Down syndrome is a non-hereditary congenital disease that is caused by of an extra copy of chromosome 21 (trisomy 21). Trisomy 21 is found in up to 95 percent of all Down syndrome cases, which is the major cause of mental retardation in about one in 800 newborns. Studies indicate that trisomy 21 is more frequent in the fetus of pregnant women over 35 years of age.

Two other common conditions that are due to the presence or absence of extra chromosomes are Klinefelter and Turner syndromes.
Klinefelter syndrome is a genetic abnormality that is caused by an extra X chromosome, and is typically identified as XXY. Klinefelter syndrome occurs in about one of over 600 male births. Turner syndrome results from the loss of one chromosome X. Typically identified as XO, Turner syndrome occurs in about one of every 2,500 female births.

Benefits of FISH Technology

The desire for a healthy child has increased the demand for fetal karyotyping. Fetal karyotyping, which is the traditional method for detecting chromosomal abnormalities, is an expensive and time-consuming process that requires cell culturing and isolation of metaphase cells ( cells that have divided). The diagnosis from fetal karyotyping may be available in two to three weeks.

FISH allows highly sensitive and direct visualization of specific chromosomes, detect and quantifiy the chromosome copy number using fluorescent-labeled probes - segments of labeled DNA produced in the laboratory that binds, or "hybridizes", with target regents of these chromosomes.

** Problem **
According to the passage on chromosomal disorders, how long may it take for a diagnosis from fetal karyotyping to become available? Draw only on the passage on chromosomal disorders.

** Data shown **

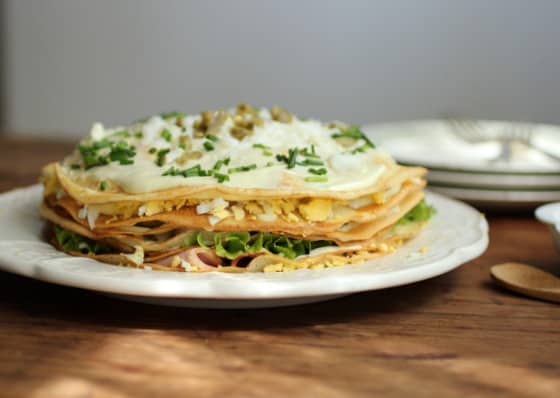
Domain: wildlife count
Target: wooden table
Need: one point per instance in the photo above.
(455, 335)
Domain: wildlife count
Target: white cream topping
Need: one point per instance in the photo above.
(345, 170)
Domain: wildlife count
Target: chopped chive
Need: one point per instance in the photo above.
(242, 168)
(292, 154)
(355, 133)
(311, 162)
(319, 172)
(122, 133)
(220, 163)
(309, 154)
(221, 177)
(171, 115)
(316, 179)
(166, 135)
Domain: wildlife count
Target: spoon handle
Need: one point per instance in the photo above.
(524, 276)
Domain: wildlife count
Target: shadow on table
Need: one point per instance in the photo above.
(45, 301)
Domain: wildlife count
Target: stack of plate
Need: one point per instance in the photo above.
(471, 165)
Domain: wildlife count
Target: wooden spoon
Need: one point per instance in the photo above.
(527, 280)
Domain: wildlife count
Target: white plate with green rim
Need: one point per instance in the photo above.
(495, 181)
(456, 234)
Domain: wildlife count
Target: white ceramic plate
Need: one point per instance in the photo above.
(433, 143)
(550, 215)
(457, 234)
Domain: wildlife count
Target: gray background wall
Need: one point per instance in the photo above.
(67, 63)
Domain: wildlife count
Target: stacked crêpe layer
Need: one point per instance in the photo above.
(239, 190)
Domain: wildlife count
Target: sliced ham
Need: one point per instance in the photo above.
(244, 260)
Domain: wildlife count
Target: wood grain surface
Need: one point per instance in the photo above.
(454, 335)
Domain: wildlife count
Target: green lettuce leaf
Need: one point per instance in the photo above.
(419, 213)
(231, 245)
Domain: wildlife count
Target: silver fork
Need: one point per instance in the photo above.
(468, 130)
(471, 131)
(523, 133)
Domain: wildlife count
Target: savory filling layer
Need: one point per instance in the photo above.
(204, 250)
(242, 189)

** Task output **
Two to three weeks.